AIM OF THE TASK: Rewrite the lines of the listing starting at the line containing "Place one point on every instance of the grass verge" and ending at the line containing "[(676, 146), (333, 271), (764, 225), (903, 68)]", substituting "locations" for "coordinates" and leaving everything else unchanged.

Start EXCERPTED RECORDS

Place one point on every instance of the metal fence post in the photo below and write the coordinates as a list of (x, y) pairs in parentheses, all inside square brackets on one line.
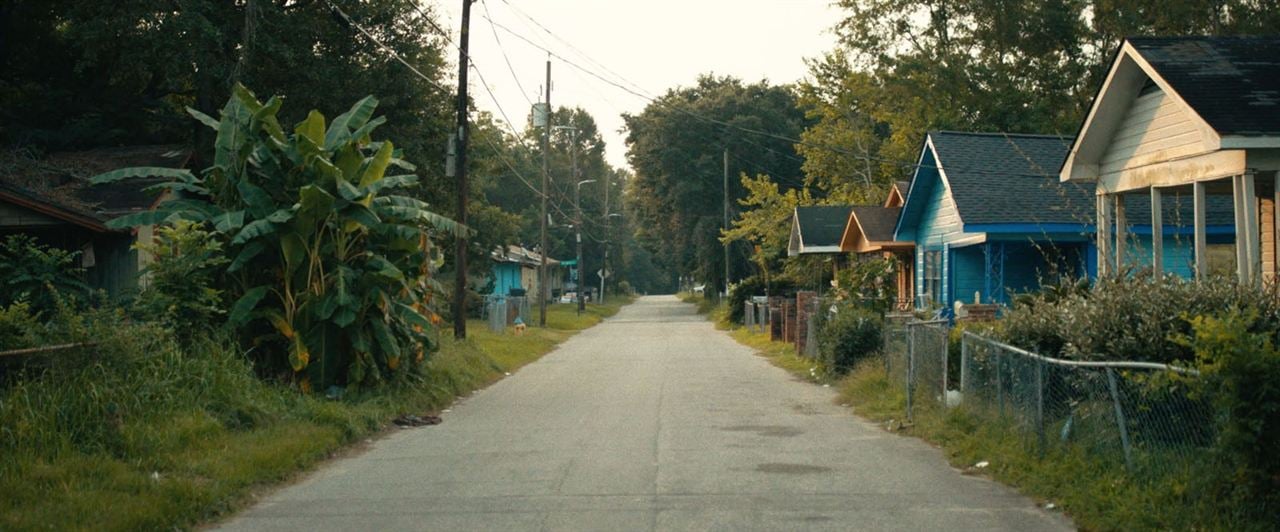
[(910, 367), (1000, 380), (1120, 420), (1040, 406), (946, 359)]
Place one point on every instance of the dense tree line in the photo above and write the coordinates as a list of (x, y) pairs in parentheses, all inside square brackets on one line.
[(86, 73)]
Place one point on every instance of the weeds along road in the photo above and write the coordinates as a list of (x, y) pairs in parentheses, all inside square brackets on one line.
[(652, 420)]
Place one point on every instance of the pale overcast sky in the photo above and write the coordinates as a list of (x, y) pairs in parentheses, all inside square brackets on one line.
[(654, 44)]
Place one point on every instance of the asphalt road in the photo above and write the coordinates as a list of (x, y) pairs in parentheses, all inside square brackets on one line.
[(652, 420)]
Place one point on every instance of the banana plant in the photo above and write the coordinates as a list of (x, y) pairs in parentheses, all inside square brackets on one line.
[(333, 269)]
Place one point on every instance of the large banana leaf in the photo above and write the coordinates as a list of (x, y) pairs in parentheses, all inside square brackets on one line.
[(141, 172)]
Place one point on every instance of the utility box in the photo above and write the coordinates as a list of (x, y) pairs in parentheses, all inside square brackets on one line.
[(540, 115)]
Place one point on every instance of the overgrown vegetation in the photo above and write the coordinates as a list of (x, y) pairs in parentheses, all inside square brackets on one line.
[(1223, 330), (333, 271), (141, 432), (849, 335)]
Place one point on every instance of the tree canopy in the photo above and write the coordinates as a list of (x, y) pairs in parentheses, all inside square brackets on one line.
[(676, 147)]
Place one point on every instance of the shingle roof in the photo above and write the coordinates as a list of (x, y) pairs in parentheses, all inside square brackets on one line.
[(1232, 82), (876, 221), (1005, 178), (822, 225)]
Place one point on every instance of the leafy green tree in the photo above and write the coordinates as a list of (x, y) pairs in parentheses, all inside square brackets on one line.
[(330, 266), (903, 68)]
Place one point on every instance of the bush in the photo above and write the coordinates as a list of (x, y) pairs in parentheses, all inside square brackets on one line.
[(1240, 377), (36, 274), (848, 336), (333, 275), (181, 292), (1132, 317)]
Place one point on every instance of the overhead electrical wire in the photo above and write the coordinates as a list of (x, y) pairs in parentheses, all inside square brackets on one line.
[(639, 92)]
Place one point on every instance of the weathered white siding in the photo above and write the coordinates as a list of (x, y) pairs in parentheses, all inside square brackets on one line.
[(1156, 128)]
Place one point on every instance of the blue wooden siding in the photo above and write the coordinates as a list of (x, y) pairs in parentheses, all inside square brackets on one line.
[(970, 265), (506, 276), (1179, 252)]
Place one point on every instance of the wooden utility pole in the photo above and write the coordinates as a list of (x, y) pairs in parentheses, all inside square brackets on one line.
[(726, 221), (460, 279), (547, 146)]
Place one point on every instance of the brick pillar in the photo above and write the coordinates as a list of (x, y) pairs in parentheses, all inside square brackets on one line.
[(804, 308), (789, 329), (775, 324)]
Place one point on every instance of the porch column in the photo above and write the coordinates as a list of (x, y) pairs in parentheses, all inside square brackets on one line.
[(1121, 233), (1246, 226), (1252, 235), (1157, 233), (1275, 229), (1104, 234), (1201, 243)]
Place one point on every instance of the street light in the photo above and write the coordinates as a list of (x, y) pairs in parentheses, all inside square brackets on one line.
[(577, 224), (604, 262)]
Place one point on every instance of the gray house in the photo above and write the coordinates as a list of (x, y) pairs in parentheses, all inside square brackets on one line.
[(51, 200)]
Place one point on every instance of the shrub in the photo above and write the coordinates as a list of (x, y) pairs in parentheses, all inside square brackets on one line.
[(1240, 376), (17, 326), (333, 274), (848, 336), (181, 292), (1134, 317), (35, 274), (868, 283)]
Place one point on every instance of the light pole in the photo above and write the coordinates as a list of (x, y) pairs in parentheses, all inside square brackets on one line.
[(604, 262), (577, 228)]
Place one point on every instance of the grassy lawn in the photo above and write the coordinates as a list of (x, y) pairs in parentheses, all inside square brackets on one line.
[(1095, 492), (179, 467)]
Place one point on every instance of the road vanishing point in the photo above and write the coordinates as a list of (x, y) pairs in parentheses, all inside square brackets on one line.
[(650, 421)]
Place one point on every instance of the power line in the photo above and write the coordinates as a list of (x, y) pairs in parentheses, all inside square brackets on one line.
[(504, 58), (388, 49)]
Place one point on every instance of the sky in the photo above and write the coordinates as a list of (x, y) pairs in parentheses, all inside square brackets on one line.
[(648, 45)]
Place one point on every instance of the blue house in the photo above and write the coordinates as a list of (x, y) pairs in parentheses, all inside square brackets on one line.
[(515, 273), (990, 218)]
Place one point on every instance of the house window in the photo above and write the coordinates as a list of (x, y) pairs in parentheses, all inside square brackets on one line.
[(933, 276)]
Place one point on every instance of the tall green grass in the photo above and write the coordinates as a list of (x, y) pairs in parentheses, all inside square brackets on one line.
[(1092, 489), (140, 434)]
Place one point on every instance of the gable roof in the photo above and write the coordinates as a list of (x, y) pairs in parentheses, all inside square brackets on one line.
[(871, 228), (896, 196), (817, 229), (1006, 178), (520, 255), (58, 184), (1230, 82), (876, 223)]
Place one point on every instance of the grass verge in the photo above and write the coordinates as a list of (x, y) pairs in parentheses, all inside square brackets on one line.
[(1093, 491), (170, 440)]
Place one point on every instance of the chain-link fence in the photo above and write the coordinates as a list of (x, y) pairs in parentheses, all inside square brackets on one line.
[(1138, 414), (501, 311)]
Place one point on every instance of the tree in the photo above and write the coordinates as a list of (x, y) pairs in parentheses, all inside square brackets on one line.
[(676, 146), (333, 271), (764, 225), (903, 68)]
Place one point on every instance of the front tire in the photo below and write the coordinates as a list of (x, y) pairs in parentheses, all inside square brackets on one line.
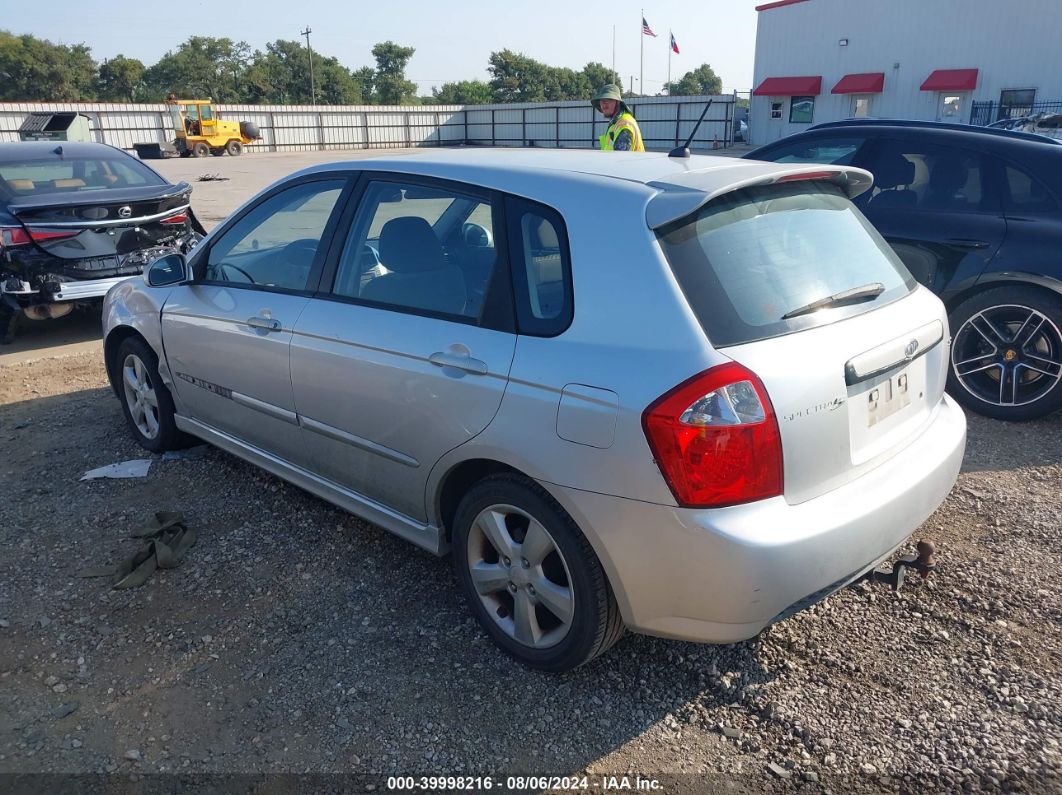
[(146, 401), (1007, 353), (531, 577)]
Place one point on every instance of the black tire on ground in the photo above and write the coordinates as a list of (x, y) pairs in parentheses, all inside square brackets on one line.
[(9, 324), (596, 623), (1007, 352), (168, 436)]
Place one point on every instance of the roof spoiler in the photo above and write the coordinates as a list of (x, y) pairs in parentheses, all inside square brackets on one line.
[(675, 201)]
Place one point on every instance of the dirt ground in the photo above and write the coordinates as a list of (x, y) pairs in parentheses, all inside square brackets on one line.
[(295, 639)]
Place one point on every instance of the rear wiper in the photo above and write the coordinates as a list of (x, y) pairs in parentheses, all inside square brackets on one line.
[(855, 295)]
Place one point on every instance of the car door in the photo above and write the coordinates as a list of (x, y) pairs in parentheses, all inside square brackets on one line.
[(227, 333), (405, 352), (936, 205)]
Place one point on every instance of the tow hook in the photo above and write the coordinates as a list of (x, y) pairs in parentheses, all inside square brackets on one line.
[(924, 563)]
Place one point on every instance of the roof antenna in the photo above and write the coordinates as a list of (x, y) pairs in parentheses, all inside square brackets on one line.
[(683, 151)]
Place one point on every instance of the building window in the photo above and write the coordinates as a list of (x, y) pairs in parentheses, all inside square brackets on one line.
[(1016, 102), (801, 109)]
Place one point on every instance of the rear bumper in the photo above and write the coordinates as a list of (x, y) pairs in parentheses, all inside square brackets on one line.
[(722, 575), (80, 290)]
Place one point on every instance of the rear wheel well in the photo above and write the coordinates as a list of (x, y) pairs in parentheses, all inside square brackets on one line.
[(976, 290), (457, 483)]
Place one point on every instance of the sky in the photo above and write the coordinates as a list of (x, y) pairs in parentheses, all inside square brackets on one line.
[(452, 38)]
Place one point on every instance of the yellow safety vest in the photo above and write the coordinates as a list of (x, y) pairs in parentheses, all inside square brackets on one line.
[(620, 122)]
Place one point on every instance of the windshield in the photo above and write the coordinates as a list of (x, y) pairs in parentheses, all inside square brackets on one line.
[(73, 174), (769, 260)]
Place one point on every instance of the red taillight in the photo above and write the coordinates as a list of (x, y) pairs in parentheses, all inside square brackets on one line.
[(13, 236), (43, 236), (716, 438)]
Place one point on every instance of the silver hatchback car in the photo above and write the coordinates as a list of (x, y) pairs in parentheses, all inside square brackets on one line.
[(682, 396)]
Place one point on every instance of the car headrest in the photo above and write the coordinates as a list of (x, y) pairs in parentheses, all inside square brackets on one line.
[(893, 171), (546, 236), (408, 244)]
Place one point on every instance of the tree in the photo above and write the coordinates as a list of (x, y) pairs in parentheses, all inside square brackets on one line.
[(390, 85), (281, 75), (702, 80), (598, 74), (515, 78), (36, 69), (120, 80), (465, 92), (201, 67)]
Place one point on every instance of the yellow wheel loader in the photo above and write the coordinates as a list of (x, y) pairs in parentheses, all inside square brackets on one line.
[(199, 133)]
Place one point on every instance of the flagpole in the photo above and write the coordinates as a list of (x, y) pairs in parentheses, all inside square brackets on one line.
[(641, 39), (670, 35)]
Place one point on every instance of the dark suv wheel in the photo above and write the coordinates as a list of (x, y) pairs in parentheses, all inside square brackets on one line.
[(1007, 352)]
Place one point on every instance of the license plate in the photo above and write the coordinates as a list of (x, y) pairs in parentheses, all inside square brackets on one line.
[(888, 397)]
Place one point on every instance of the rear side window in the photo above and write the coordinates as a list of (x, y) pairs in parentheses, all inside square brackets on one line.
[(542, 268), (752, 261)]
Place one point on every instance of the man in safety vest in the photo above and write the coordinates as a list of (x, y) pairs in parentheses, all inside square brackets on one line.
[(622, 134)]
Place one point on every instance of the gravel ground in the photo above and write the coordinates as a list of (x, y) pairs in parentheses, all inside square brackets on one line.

End EXCERPTED RECORDS

COMPLETED EXERCISE:
Place one point on every instance of the grass verge in the photo above and write the locations as a list of (x, y) pairs in parentheses, all inside square brackets on one line.
[(1093, 491), (170, 440)]
Place one point on every instance of the chain-link fence in the photo above and write the locations as a list of (x, y) pairs in parentheses, all inside square brackets on one line.
[(1138, 414), (501, 311)]
Place one point on every instance of the tree in the photo above and write the locations as a list of (x, y) pairs in parentheses, all inside square brackets on one line.
[(676, 146), (333, 271), (764, 225), (903, 68)]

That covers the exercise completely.